EXERCISE: Rewrite the data below, starting at the line that contains "the white fur" and ending at the last line of the data, keeping every line, the instructions included. Add 123 to each coordinate in the answers, and leave the instructions and their sample values unchanged.

Records of labeled points:
______________________________

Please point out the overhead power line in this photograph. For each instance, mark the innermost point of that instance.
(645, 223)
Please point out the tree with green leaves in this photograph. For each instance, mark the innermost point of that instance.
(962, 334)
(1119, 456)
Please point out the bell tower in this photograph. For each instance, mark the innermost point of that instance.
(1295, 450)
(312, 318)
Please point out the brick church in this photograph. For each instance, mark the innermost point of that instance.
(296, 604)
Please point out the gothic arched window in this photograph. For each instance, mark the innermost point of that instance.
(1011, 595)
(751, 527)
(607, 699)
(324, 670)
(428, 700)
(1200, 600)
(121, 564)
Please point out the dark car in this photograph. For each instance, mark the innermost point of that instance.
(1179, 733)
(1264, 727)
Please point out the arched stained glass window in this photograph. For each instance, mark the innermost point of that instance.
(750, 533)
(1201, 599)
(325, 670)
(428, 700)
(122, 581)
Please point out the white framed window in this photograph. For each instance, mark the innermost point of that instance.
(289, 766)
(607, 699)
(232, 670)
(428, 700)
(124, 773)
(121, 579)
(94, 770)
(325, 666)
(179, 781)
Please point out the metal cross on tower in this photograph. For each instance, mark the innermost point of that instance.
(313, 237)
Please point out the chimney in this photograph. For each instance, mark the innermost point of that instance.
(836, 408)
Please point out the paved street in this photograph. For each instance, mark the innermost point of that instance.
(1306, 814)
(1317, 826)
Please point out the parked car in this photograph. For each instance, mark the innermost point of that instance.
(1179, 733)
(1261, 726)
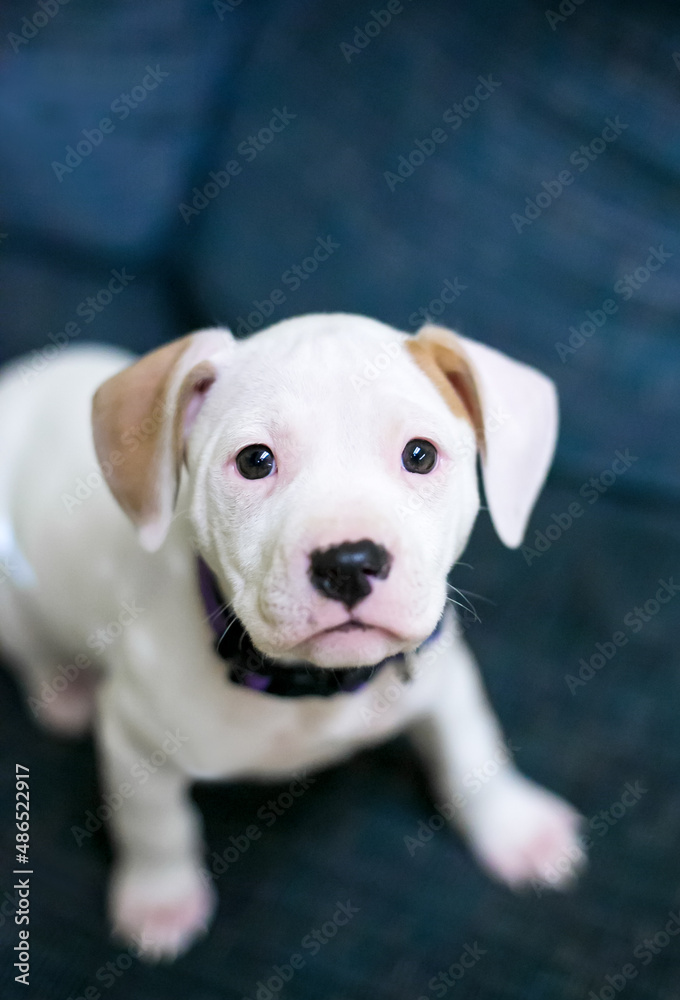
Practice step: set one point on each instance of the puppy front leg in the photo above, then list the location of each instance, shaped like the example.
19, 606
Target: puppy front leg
159, 897
519, 831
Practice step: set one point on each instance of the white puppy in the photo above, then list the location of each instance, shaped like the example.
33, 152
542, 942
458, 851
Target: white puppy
306, 491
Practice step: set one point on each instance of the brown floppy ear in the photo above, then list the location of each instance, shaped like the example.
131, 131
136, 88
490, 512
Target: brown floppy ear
513, 409
140, 420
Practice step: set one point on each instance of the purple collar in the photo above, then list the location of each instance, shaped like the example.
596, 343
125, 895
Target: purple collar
250, 668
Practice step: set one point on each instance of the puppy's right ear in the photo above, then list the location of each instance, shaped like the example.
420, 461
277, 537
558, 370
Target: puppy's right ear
141, 418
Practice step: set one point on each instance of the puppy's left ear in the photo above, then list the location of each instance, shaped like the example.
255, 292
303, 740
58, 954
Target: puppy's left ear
141, 418
513, 410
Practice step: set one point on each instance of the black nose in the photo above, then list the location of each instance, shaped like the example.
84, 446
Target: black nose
343, 572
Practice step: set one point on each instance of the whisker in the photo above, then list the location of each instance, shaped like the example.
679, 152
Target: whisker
229, 624
480, 597
468, 606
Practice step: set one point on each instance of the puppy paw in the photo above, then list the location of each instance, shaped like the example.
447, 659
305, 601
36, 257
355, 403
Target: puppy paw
161, 917
69, 710
523, 834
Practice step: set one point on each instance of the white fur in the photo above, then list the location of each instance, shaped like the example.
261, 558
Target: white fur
338, 436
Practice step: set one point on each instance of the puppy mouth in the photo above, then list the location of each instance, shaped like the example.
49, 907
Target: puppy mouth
354, 625
349, 626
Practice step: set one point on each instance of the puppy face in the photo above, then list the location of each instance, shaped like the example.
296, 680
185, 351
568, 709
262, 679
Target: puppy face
331, 475
338, 554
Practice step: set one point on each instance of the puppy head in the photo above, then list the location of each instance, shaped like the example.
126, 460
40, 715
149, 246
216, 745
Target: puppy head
331, 466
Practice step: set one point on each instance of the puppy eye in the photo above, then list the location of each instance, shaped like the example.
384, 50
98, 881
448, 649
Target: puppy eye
256, 461
419, 456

______________________________

CORRECT RESPONSE:
Practice step: set one point on each instance of the white fur in the photo above, then list the location of each instance, shaped like the example.
261, 558
Target: white fur
461, 559
Practice step: set one point on each instance of the puppy mouth in the photo above, then list the location of each instance, shaped like the example.
49, 907
Target: puppy mouth
477, 748
472, 749
Practice step: set one point on each instance of the puppy face in the photo above, then list the location of each instance, shaped like the example.
296, 680
185, 351
568, 709
262, 679
Target: puppy face
454, 598
461, 677
Practice step: set one point on each instance of the puppy head in the photo above, then list the location of each instance, shaped like the example.
126, 460
40, 715
149, 246
216, 745
Target: puppy head
454, 589
Practice step: set one point on each instance of the puppy eye in the photo above, then list the location of each instance, shaped like the example.
384, 50
98, 881
448, 649
Target: puppy eye
379, 584
542, 579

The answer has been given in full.